Records excerpted from a collection:

+++

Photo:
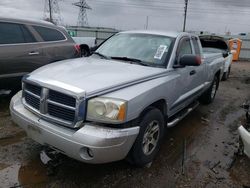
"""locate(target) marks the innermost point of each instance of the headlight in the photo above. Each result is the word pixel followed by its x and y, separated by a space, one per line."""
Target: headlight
pixel 106 110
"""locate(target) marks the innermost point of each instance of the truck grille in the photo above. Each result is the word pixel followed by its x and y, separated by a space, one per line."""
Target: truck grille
pixel 62 98
pixel 51 104
pixel 32 101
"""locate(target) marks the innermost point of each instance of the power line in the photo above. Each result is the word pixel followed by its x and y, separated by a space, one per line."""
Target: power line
pixel 82 16
pixel 164 7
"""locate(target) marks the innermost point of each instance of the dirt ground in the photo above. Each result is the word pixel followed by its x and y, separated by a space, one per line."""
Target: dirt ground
pixel 201 151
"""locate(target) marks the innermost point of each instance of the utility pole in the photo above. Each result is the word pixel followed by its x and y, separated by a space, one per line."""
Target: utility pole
pixel 52 11
pixel 147 23
pixel 82 16
pixel 185 15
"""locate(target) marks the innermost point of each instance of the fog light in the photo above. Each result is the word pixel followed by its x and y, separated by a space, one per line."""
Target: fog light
pixel 90 152
pixel 86 153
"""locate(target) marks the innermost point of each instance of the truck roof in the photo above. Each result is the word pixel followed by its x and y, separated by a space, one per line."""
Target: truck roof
pixel 154 32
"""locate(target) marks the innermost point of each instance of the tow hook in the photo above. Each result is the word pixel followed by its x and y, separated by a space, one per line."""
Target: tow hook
pixel 52 159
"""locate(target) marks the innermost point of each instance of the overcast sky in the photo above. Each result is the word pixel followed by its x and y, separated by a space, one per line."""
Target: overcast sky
pixel 211 15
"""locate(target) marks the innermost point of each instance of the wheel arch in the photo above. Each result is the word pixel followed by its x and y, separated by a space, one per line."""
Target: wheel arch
pixel 160 104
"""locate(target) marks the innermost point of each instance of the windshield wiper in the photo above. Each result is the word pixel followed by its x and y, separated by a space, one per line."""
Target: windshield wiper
pixel 137 61
pixel 101 55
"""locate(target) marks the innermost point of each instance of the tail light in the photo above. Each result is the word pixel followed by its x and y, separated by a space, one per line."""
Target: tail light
pixel 78 48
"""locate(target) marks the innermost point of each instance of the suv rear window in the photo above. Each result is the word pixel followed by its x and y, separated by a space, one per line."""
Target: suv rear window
pixel 11 33
pixel 49 34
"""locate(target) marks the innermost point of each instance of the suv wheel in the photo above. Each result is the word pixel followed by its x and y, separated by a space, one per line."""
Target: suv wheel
pixel 209 95
pixel 226 74
pixel 148 141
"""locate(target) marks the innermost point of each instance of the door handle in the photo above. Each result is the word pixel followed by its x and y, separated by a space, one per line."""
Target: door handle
pixel 34 53
pixel 192 72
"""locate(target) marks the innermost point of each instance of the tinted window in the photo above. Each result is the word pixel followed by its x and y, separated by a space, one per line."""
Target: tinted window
pixel 11 33
pixel 27 35
pixel 196 46
pixel 48 34
pixel 185 47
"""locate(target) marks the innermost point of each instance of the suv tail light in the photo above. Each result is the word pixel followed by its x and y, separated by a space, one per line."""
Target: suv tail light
pixel 78 48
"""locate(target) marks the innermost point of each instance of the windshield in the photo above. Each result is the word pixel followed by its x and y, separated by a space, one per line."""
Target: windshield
pixel 152 50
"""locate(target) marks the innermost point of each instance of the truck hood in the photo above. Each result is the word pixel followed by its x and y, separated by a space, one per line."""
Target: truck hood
pixel 92 75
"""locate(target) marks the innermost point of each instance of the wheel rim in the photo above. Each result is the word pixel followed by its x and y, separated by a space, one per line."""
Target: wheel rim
pixel 151 137
pixel 214 89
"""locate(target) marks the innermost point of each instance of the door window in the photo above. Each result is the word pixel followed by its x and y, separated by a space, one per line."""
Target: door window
pixel 11 33
pixel 49 34
pixel 29 38
pixel 196 46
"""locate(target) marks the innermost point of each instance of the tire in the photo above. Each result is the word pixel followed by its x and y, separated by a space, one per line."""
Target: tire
pixel 209 95
pixel 85 52
pixel 226 74
pixel 147 145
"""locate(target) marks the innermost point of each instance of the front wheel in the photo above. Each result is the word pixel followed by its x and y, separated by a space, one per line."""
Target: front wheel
pixel 209 95
pixel 148 141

+++

- _Task to carry out_
What are the lines from the one with "of the tinted" through the last line of the records above? Quote them exactly and add nothing.

- _Answer for this exercise_
"""locate(target) marks the innermost point of each instance of the tinted window in the photo above. Each result is the word pixel followed by its x and y, separated by a space, one per line."""
Target: tinted window
pixel 11 33
pixel 27 35
pixel 196 46
pixel 48 34
pixel 185 47
"""locate(target) marks the innermost point of each instance of the suv tail light in the photo above. Each result is the word pixel followed by its x and y, separated by a space, one per line."""
Target: suv tail light
pixel 78 48
"""locate(target) marks the innermost point of each instance of the windshield in the photo above. Each result is the word pixel followed by its x and y, separated by a space, one per line."""
Target: windshield
pixel 152 50
"""locate(target) marks the innermost point of each instance of the truck hood in the photo above. Each result is the word pixel followed by its x and y, separated by a space, one per line."""
Target: truck hood
pixel 92 75
"""locate(target) marks the innermost point of each instance of the wheel rim in the photo above. Each result is the word pixel followed by its x and y, separated by a space, one per line."""
Target: wheel rim
pixel 151 137
pixel 214 89
"""locate(target) marks the innermost point of each instance of the door window in the photo above. Each result is the word pixel followed by its x and y, separated by a space, one per line."""
Target: door window
pixel 11 33
pixel 49 34
pixel 29 38
pixel 196 46
"""locate(target) marks the innermost point of each instance of the tire in the photo above. Each result is the word pixel followed by its x and y, separated by a space, one per line."""
Target: tire
pixel 209 95
pixel 85 52
pixel 226 74
pixel 147 145
"""locate(target) marks the innermost point of each instance of the front wheel in the photo above. Each result is the word pixel followed by its x and y, separated by a space, one per line."""
Target: front wheel
pixel 209 95
pixel 148 141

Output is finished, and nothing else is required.